* **Short task**: Format the data as a two-column CSV with the columns "ask" and "response", one row per entry, each value in a single quoted field with any line breaks replaced by spaces. Begin at the line that contains "A colleague claims the beige" and stop after the line that contains "[208, 290, 458, 426]".

##### Information shown #####

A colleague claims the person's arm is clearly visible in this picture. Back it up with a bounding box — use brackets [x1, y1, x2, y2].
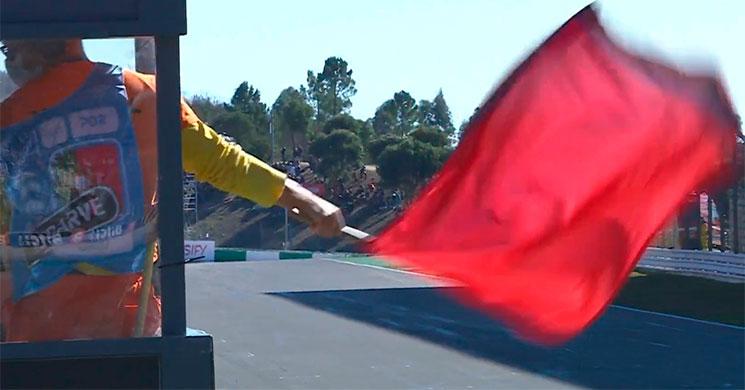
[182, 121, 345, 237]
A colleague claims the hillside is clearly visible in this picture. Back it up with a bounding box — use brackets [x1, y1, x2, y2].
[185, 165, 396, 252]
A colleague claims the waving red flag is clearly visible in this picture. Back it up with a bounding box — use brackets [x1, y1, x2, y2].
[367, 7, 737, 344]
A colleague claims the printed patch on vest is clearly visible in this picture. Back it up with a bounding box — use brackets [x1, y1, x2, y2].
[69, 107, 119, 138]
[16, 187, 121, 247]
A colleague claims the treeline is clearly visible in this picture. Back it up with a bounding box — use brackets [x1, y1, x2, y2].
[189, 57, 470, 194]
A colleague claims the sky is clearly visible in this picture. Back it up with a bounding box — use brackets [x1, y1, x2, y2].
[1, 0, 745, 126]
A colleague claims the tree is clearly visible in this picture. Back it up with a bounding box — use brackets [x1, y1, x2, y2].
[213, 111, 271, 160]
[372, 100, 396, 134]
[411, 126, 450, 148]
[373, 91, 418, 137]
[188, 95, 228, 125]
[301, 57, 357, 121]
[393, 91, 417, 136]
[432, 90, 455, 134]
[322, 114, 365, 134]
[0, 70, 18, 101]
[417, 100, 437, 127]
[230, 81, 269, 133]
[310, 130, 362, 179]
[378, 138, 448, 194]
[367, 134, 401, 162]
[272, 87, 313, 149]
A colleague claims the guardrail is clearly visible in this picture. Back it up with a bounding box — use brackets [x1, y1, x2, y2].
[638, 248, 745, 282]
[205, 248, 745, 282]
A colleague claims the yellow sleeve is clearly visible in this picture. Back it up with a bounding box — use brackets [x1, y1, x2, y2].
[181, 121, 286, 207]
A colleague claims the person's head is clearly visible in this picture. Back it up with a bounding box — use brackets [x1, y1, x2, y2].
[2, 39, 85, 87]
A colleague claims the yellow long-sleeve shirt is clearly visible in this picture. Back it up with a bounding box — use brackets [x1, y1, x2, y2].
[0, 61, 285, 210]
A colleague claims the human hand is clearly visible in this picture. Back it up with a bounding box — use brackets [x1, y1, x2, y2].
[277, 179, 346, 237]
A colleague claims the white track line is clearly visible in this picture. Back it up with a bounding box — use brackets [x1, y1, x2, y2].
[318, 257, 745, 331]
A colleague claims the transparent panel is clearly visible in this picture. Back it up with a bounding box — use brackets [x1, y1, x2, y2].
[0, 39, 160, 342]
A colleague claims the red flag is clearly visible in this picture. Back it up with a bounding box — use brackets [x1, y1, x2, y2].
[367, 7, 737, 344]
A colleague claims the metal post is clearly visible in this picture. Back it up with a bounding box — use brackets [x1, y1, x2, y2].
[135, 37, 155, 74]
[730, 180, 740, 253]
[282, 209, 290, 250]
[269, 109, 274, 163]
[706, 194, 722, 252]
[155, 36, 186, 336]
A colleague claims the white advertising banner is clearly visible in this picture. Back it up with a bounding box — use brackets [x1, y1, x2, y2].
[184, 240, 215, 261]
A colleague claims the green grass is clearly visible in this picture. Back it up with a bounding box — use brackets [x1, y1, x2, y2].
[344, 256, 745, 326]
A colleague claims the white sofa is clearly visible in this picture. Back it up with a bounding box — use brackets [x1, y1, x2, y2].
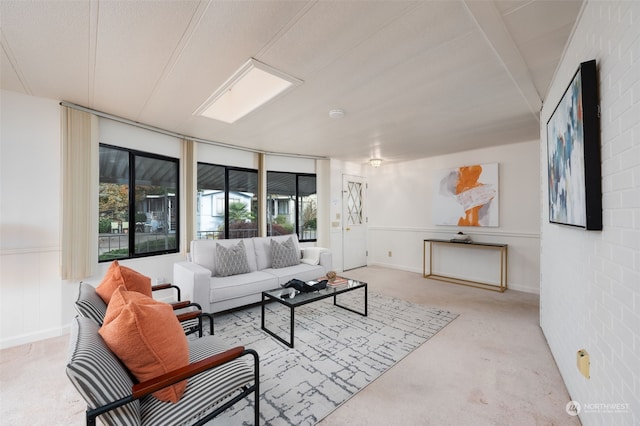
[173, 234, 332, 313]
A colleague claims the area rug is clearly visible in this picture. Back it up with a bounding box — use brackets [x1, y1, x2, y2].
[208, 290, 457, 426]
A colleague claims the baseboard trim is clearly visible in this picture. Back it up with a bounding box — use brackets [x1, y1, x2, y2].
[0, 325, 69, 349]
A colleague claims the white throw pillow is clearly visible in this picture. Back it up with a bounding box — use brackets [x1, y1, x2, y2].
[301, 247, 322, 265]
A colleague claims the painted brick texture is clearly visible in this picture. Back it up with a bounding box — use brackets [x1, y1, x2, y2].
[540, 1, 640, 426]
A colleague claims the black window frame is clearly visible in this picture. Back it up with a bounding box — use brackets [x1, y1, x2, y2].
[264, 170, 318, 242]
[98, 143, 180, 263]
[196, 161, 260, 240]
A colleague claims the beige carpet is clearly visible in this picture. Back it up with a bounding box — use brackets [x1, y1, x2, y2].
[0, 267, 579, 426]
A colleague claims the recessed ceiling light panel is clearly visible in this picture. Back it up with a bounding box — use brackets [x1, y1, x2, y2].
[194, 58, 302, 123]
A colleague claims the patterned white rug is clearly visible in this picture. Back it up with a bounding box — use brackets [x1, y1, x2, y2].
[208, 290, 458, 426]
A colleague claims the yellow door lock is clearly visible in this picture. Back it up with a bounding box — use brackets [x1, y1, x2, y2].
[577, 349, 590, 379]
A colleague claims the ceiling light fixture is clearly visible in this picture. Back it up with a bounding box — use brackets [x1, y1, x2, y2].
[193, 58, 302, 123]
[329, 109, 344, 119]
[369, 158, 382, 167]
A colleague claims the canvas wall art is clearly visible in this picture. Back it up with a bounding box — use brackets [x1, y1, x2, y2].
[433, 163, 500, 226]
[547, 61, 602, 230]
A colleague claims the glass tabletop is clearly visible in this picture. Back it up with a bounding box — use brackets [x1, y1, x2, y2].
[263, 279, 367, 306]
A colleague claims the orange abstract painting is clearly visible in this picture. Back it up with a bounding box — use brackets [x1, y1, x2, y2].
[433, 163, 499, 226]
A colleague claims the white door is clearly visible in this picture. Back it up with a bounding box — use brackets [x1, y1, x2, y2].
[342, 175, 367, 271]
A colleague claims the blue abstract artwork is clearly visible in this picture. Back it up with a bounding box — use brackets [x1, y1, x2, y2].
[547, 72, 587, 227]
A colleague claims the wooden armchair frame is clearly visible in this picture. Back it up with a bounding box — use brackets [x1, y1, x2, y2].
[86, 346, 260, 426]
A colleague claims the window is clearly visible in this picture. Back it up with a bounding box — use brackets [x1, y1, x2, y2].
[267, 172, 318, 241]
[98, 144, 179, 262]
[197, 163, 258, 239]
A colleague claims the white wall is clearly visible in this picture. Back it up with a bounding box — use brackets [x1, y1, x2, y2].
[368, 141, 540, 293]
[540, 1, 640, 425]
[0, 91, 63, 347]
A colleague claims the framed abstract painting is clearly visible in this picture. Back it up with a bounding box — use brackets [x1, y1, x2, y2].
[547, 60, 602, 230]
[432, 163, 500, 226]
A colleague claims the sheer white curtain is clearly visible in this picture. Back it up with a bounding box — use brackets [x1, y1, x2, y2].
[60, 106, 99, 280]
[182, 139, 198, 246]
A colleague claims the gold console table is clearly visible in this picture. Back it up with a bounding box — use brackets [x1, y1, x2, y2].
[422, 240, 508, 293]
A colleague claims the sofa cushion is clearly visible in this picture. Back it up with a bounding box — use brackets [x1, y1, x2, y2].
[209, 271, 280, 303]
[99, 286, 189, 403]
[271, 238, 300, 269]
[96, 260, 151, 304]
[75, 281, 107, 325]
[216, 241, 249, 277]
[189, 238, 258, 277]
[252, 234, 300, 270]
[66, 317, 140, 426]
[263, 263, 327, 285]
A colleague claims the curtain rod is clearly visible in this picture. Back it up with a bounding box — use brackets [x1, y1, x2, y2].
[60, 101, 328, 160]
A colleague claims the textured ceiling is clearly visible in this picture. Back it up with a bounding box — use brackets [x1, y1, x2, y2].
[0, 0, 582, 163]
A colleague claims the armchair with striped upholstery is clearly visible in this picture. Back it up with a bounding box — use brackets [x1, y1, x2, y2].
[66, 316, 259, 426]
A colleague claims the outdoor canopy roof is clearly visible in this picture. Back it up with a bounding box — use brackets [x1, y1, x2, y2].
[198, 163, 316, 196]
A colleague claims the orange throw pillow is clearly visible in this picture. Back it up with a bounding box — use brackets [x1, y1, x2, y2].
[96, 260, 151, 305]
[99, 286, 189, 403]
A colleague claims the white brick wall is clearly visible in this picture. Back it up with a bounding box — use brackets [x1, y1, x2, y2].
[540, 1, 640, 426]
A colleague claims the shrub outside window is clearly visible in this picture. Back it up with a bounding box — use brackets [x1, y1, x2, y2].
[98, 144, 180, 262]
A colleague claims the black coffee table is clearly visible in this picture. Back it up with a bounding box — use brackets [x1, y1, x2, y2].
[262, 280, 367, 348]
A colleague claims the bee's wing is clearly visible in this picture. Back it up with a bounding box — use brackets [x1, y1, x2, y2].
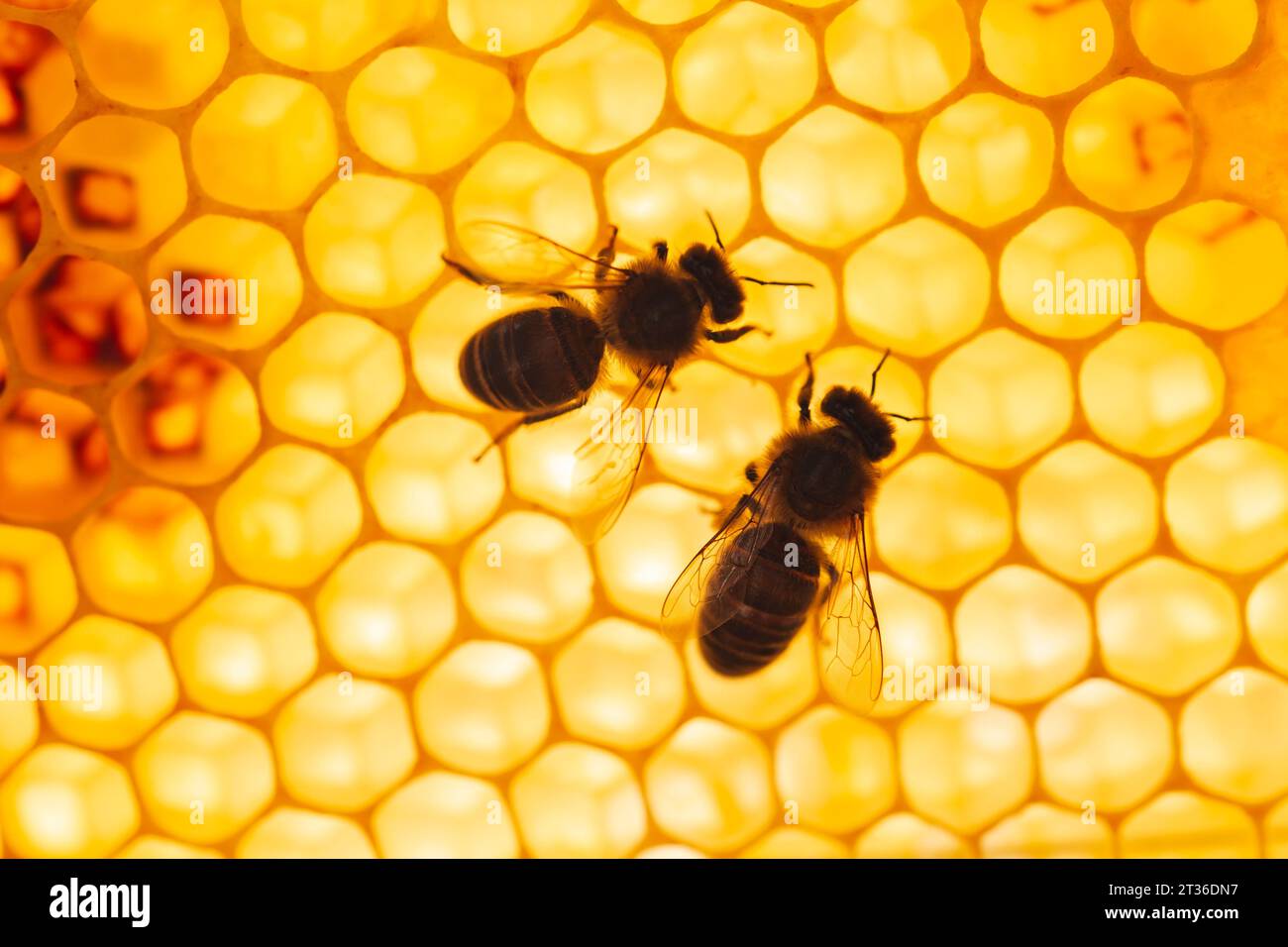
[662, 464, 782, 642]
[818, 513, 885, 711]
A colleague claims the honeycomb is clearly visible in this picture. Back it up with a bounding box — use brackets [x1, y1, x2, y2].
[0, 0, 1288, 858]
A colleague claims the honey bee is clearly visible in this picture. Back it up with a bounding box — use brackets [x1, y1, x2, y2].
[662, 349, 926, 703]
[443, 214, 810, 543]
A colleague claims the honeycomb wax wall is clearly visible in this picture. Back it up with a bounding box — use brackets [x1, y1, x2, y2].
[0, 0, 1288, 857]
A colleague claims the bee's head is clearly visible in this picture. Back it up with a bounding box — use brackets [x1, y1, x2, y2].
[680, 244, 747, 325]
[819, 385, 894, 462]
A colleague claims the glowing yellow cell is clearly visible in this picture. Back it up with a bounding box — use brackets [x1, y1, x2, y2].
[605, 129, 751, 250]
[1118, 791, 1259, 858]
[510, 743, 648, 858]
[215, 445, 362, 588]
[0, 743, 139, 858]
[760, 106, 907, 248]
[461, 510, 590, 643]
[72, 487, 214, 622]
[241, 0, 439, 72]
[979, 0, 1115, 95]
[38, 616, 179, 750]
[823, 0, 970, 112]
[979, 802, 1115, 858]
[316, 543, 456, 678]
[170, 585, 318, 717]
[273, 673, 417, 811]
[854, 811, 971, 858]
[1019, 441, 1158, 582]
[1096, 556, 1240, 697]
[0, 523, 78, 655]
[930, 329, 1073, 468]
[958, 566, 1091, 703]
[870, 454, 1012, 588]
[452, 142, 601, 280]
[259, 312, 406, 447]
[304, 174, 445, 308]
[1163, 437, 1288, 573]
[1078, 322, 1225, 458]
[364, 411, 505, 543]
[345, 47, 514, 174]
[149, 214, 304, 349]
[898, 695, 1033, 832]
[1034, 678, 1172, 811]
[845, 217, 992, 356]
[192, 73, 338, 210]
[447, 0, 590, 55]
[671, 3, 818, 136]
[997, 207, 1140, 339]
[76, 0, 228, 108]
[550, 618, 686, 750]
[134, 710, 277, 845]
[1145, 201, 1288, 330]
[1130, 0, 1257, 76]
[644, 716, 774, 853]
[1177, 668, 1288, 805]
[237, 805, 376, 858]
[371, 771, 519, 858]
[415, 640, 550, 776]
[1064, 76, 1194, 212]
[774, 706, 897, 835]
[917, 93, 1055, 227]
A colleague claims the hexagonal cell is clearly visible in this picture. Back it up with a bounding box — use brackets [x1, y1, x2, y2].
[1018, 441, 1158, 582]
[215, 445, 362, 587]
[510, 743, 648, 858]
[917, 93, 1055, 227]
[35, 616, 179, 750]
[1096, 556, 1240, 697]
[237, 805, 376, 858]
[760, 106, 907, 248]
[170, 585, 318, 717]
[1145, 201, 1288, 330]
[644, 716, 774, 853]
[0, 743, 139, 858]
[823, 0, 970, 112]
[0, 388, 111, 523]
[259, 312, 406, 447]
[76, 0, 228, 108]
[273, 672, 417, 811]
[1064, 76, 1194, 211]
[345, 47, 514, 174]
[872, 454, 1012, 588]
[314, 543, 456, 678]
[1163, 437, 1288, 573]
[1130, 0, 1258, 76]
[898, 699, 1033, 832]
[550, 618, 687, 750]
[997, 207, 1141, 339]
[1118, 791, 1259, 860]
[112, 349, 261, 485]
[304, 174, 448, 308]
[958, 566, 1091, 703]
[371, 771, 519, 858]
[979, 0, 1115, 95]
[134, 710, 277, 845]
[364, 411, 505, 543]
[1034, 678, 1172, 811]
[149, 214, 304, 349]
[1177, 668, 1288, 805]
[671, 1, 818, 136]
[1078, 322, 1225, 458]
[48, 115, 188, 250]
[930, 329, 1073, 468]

#####

* **Response below**:
ask,response
"A colleague claims the beige carpet is clearly visible in this picture. Back it up with a bounding box — use brackets [x1, y1, x2, y2].","[0, 267, 579, 426]"
"A colleague claims the recessed ceiling light panel is clearly visible in this picture. Back it up with a bounding box — use brackets [x1, y1, x2, y2].","[194, 58, 302, 123]"
"A colleague claims the patterned white rug is clearly visible in this picture. Back it up with a bounding box — use brackets [x1, y1, x2, y2].","[208, 290, 458, 426]"